→ Task objective
Copy the following data verbatim, keeping every line unchanged.

→ Provided entries
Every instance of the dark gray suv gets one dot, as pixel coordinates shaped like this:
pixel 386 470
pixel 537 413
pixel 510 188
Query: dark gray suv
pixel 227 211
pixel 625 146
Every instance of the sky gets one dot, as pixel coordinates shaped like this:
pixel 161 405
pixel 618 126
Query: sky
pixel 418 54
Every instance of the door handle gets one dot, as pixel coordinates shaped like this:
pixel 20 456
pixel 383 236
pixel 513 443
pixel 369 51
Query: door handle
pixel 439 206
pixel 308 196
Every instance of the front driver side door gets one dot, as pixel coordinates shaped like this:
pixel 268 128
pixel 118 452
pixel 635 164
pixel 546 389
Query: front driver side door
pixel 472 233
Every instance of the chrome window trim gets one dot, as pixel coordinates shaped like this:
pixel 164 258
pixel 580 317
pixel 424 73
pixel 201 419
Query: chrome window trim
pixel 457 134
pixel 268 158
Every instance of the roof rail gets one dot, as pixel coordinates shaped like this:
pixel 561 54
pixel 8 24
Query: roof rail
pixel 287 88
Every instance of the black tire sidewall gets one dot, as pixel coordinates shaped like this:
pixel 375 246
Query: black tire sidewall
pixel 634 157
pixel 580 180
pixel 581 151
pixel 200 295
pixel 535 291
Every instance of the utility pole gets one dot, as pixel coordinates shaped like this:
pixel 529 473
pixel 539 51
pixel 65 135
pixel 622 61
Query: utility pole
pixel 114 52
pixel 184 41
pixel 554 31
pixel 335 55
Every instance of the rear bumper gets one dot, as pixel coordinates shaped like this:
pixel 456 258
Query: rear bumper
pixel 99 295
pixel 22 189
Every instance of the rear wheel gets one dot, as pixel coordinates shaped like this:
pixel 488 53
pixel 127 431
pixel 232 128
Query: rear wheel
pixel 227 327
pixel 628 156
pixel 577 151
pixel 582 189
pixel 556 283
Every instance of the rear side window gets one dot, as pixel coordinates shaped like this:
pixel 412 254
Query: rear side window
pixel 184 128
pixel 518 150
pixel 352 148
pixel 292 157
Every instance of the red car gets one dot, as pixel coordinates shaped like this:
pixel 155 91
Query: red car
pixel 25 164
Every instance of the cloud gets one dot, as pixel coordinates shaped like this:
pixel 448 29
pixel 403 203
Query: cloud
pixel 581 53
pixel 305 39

→ Result of this exercise
Every instance of the dark gray suv gets one dot, as pixel coordinates shaped like this:
pixel 386 470
pixel 537 413
pixel 510 188
Query: dark gray suv
pixel 227 211
pixel 625 146
Every instance of the sky gets one dot, as pixel coordinates shaped like this:
pixel 161 405
pixel 618 126
Query: sky
pixel 418 54
Every instance of the door handle gets one dot, as pixel coordinates shaped like this:
pixel 20 456
pixel 383 236
pixel 513 443
pixel 369 51
Query: door handle
pixel 439 206
pixel 308 196
Every instance of the front driver side door gets one dot, as pixel coordinates shaped like this:
pixel 268 128
pixel 118 452
pixel 635 164
pixel 546 389
Query: front driver side door
pixel 472 233
Every instance of the chrome window trim gets one dot, as pixel coordinates shaped like this:
pixel 164 258
pixel 580 317
pixel 424 73
pixel 201 419
Query: chrome window trim
pixel 457 134
pixel 268 158
Every instance of the roof rail gets one dot, as pixel coordinates shaped like this:
pixel 561 54
pixel 8 24
Query: roof rail
pixel 287 88
Every instance of the black tire sidewall gets one dot, as pixel coordinates shaped like this:
pixel 375 246
Query: black tire sidewall
pixel 634 157
pixel 580 180
pixel 581 151
pixel 200 295
pixel 535 291
Every instance of the utility pole gets one dot, as pixel coordinates shaped like this:
pixel 529 473
pixel 539 51
pixel 65 135
pixel 622 61
Query: utility pole
pixel 114 52
pixel 184 41
pixel 554 31
pixel 335 55
Every instance of the rear bumper gets one dot, as pixel coordinates shaped like this:
pixel 456 258
Query: rear bumper
pixel 99 295
pixel 22 189
Every instance of the rear wheel gets one dot, as pixel coordinates shaped like this:
pixel 488 53
pixel 127 431
pixel 232 128
Query: rear wheel
pixel 227 327
pixel 628 156
pixel 577 151
pixel 582 189
pixel 556 283
Every instance of the rear side window gets one dot, as pixel coordinates shaped like this:
pixel 412 254
Query: rear side window
pixel 184 128
pixel 518 150
pixel 352 148
pixel 292 157
Every instance of the red car gets one dot, as pixel coordinates shaped like this:
pixel 155 91
Query: red car
pixel 25 164
Every instance of the cloud gets one dot, as pixel coordinates shaped like this:
pixel 448 29
pixel 403 203
Query: cloud
pixel 581 53
pixel 305 39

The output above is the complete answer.